[BEGIN Provided text]
# Mythbusters



## Ross (Apr 25, 2007)

Dose anybody else love this show?I started watching it a lot more during the Christmas season and I really enjoy it because its entertaining,intresting and just a great watch:thumb:The most annoying thing is there is only a couple of Mythbusters DVD's for the UK market the rest you have to import them from the US


----------



## HC1001 (May 27, 2007)

I love Mythbusters Ross, one of my fav shows..................:thumb:

Kari Byron = Mmmmmmmmmmmmmm


----------



## abd1973 (Aug 27, 2007)

Me too Im am addict.

Kari byron

Web site here http://www.karibyron.com/


----------



## Dan! (Nov 28, 2009)




----------



## Ross (Apr 25, 2007)

HC1001 said:


> I love Mythbusters Ross, one of my fav shows..................:thumb:
> 
> Kari Byron = Mmmmmmmmmmmmmm


Kari is lovely:thumb:


----------



## Dipesh (Oct 12, 2007)

It's a cool program but sometimes those blokes give me a headache with their enthusiasm!


----------



## Leodhasach (Sep 15, 2008)

I love it  Unfortunately don't get to see it as much as I used to.

At the end of a Californian holiday just over a year ago, on our way to San Francisco airport, I made sure to stop by their workshop (it was on the way) and get a pic of me at the door :lol:










Nobody was in though


----------



## flyfs6 (Nov 13, 2006)

I watch it a lot too and find most of the stuff very interesting. They do some seriously mad missions though.


----------



## rob28 (Nov 7, 2008)

I saw a new one the other day where they tried to finally split a car in 2 with the snow plough. They failed first time - so now they use rockets.....
[END Provided text]
Work to complete:
1 – Answer these from the Mythbusters thread:
(a) According to Ross, where do most Mythbusters DVDs have to be imported from for the UK market?
(b) Where was Leodhasach headed when stopping by the workshop?
(c) What does rob28 say they used after the first failed attempt to split a car?
2 – Rewrite the Mythbusters thread from "## rob28 (Nov" up to and including "they use rockets.....", changing "snow plough" to "bulldozer".
3 – Write the next post in the Mythbusters forum thread, continuing the discussion after its last post.
The listing plays no part in this work.
[BEGIN Data shown]
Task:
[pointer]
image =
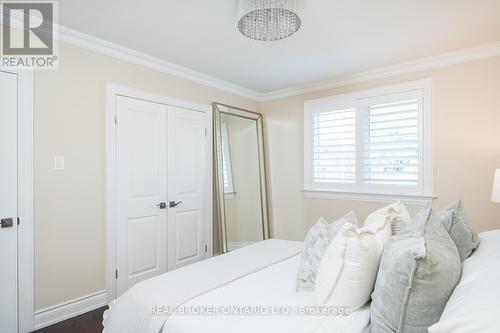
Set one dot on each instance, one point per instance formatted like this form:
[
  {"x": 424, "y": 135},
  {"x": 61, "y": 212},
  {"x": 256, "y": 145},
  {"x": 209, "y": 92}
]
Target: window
[{"x": 374, "y": 142}]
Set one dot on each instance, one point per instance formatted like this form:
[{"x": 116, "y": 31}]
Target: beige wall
[
  {"x": 69, "y": 110},
  {"x": 466, "y": 148},
  {"x": 69, "y": 120}
]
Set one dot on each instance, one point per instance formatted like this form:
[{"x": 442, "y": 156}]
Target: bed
[
  {"x": 246, "y": 284},
  {"x": 251, "y": 289}
]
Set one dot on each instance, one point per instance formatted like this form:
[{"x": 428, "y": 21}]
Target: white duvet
[{"x": 262, "y": 275}]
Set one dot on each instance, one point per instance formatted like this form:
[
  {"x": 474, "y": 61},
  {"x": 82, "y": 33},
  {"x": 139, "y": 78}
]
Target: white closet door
[
  {"x": 141, "y": 186},
  {"x": 186, "y": 186},
  {"x": 8, "y": 202}
]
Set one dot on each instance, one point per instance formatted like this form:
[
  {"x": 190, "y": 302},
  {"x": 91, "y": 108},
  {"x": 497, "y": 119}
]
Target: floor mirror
[{"x": 241, "y": 195}]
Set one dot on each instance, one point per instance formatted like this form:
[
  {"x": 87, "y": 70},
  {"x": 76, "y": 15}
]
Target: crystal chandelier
[{"x": 268, "y": 20}]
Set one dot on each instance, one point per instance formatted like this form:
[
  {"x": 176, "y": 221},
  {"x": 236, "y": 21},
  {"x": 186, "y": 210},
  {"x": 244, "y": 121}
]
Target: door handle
[{"x": 7, "y": 222}]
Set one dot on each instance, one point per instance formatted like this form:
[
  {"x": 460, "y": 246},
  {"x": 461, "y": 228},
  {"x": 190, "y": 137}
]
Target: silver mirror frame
[{"x": 218, "y": 109}]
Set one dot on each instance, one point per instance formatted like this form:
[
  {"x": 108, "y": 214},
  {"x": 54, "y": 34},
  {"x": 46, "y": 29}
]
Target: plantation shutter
[
  {"x": 391, "y": 143},
  {"x": 334, "y": 147}
]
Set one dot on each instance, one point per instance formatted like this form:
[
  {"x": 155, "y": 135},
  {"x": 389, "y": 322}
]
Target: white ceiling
[{"x": 337, "y": 37}]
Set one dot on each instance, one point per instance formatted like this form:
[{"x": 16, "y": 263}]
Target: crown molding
[
  {"x": 441, "y": 60},
  {"x": 105, "y": 47}
]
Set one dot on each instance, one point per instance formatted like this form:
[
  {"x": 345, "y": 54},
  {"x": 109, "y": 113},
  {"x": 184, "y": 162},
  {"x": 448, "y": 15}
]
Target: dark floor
[{"x": 89, "y": 322}]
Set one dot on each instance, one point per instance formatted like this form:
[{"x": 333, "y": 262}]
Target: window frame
[{"x": 361, "y": 100}]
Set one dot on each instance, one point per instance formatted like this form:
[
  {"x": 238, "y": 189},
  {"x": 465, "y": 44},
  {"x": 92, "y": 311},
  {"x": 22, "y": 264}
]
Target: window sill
[{"x": 409, "y": 199}]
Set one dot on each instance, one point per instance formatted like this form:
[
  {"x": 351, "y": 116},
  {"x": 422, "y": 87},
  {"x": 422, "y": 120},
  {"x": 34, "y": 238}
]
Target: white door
[
  {"x": 8, "y": 202},
  {"x": 187, "y": 139},
  {"x": 141, "y": 243}
]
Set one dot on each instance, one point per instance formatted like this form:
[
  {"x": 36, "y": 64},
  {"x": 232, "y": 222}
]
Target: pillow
[
  {"x": 317, "y": 241},
  {"x": 474, "y": 305},
  {"x": 458, "y": 225},
  {"x": 348, "y": 270},
  {"x": 396, "y": 213},
  {"x": 419, "y": 269}
]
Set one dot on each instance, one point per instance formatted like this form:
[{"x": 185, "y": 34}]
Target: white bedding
[
  {"x": 272, "y": 287},
  {"x": 262, "y": 274},
  {"x": 132, "y": 311}
]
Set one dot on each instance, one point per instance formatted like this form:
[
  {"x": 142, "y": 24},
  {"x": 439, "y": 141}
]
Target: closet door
[
  {"x": 8, "y": 202},
  {"x": 141, "y": 248},
  {"x": 187, "y": 139}
]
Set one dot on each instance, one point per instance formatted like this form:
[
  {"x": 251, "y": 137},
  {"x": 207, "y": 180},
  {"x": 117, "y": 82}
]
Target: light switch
[{"x": 58, "y": 162}]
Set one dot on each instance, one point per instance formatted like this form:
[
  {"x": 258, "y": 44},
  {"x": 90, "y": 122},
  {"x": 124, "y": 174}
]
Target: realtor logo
[{"x": 29, "y": 34}]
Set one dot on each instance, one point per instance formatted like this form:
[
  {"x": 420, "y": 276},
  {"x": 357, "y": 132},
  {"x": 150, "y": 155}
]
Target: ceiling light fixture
[{"x": 268, "y": 20}]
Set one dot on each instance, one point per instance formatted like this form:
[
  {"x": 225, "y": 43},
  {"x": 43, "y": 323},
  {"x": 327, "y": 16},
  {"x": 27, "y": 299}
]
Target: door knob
[{"x": 7, "y": 223}]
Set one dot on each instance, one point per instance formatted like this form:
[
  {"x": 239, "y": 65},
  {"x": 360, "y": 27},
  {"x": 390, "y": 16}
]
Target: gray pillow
[
  {"x": 317, "y": 241},
  {"x": 419, "y": 269},
  {"x": 458, "y": 225}
]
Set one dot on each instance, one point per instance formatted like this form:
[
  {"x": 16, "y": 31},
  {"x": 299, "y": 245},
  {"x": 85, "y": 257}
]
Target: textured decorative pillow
[
  {"x": 419, "y": 269},
  {"x": 456, "y": 222},
  {"x": 474, "y": 305},
  {"x": 317, "y": 241},
  {"x": 348, "y": 270},
  {"x": 396, "y": 213}
]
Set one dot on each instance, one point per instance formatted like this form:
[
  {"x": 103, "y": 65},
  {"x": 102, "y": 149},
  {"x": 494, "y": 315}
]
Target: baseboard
[
  {"x": 54, "y": 314},
  {"x": 236, "y": 245}
]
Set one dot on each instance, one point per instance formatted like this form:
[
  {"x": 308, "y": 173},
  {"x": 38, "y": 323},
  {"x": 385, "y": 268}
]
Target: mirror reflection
[{"x": 242, "y": 207}]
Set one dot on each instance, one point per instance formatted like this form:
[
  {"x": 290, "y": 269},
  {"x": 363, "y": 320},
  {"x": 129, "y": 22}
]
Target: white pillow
[
  {"x": 317, "y": 241},
  {"x": 474, "y": 305},
  {"x": 348, "y": 270}
]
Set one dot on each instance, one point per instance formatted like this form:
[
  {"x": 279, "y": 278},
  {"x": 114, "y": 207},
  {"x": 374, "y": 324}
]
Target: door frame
[
  {"x": 25, "y": 265},
  {"x": 112, "y": 91}
]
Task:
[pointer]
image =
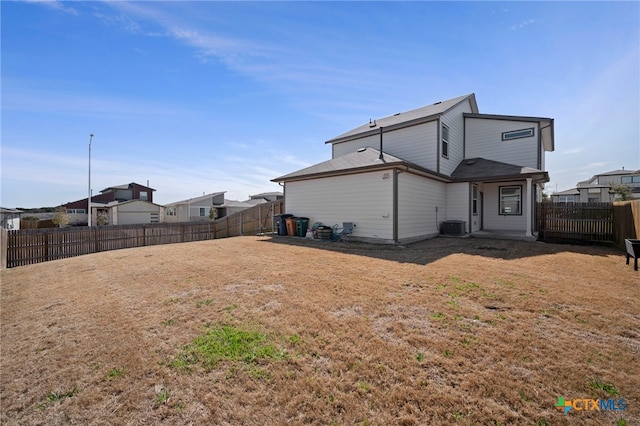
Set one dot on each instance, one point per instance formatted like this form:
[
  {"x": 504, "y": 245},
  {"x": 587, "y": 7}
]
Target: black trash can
[
  {"x": 281, "y": 225},
  {"x": 302, "y": 223}
]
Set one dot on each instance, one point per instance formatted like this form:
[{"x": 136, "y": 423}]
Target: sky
[{"x": 200, "y": 97}]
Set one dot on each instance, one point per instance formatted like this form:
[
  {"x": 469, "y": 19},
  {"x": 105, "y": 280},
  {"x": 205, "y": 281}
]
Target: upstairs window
[
  {"x": 631, "y": 179},
  {"x": 517, "y": 134},
  {"x": 510, "y": 200},
  {"x": 445, "y": 141}
]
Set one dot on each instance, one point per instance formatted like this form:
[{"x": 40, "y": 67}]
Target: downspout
[
  {"x": 438, "y": 146},
  {"x": 540, "y": 146},
  {"x": 395, "y": 206},
  {"x": 396, "y": 172},
  {"x": 284, "y": 195}
]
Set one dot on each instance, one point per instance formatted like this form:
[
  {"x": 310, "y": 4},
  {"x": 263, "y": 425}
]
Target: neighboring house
[
  {"x": 77, "y": 210},
  {"x": 267, "y": 196},
  {"x": 399, "y": 178},
  {"x": 126, "y": 212},
  {"x": 194, "y": 209},
  {"x": 10, "y": 218},
  {"x": 598, "y": 188}
]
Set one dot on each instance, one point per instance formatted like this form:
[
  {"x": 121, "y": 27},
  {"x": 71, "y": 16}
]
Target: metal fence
[{"x": 25, "y": 247}]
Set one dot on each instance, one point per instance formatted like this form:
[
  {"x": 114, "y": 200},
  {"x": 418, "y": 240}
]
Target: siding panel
[END Data shown]
Answers to the problems:
1 –
(a) The US.
(b) San Francisco airport.
(c) Rockets.

2 –
## rob28 (Nov 7, 2008)

I saw a new one the other day where they tried to finally split a car in 2 with the bulldozer. They failed first time - so now they use rockets.....

3 –
----------



## remal (Dec 10, 2007)

I'm really enjoying it and in AUg/Sept last year was off work a few weeks due to a big Op and watched loads of Mythbusters

and as for Kari byron :argie:


----------



## Ross (Apr 25, 2007)

I like they way if the Myth is Busted they will do anything to make it work which usually means a big bang:lol:


----------



## remal (Dec 10, 2007)

RosswithaOCD said:


> I like they way if the Myth is Busted they will do anything to make it work which usually means a big bang:lol:


one of the best things, they are just big kids. But who would not want to do their job:thumb:


----------



## Ross (Apr 25, 2007)

remal said:


> one of the best things, they are just big kids. But who would not want to do their job:thumb:


I will take is as long as I can work with Kari:lol:


----------



## IanG (Nov 21, 2007)

Kari Byron :argie:


----------



## Ross (Apr 25, 2007)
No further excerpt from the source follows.